> [WHAT TO WORK ON]
Reproduce every entry below, substituting "Place a marker" for each occurrence of "Drop a point" and leaving all other wording unchanged.

* START RECORDS SUPPLIED *

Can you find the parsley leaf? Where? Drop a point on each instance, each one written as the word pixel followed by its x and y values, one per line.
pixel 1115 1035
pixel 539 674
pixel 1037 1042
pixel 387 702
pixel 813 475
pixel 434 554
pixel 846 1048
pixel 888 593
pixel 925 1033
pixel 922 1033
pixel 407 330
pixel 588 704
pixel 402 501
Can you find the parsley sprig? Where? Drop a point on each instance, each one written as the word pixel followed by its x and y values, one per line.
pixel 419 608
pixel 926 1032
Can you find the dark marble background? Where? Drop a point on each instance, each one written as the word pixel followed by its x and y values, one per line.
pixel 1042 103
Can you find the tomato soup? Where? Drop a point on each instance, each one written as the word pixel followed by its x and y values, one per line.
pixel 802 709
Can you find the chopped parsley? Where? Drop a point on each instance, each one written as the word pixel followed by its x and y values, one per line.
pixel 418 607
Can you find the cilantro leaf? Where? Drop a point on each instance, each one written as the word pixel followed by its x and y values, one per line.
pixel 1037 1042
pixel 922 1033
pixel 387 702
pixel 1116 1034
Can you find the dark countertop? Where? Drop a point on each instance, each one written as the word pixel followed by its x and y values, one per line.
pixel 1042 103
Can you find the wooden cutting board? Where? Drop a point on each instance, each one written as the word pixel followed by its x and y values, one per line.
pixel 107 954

* END RECORDS SUPPLIED *

> [WORKED SOLUTION]
Can you find the parsley leaf? Where? Place a marker on each instance, each one written as the word pixel followed by its x and y values, one per line.
pixel 1115 1035
pixel 539 674
pixel 1037 1042
pixel 387 702
pixel 813 475
pixel 434 554
pixel 846 1048
pixel 888 593
pixel 925 1033
pixel 922 1033
pixel 407 330
pixel 588 704
pixel 402 501
Can you find the parsley sprig? Where? Place a marker on each instance, each one written as the word pixel followed by its x and y values, one per line.
pixel 419 608
pixel 926 1032
Can you find the dark marble background? Where? Place a marker on each instance, each one written as the word pixel followed by its x and y values, one per line.
pixel 1042 103
Can you find the tomato soup? Where? Place a marker on each instance, each one written as the word pixel followed by its x and y values, one per line.
pixel 802 709
Can you find the chopped parsley? Where? Place a marker on each instance, each one written as the word pixel followed by its x and y values, one per line.
pixel 418 607
Can you find the cilantro leaf? Where? Place a marker on each instance, each one written as the word pixel followed by its x and y values, one per line.
pixel 1037 1042
pixel 922 1033
pixel 387 702
pixel 1116 1034
Can you find the dark countertop? Where? Place a marker on each instance, each one written as the word pixel followed by its x and y values, one per line.
pixel 1042 103
Can you find the wooden cutting board? Where? Place a marker on each instance, each one written as the word pixel followed by its x and y values, one per line.
pixel 107 954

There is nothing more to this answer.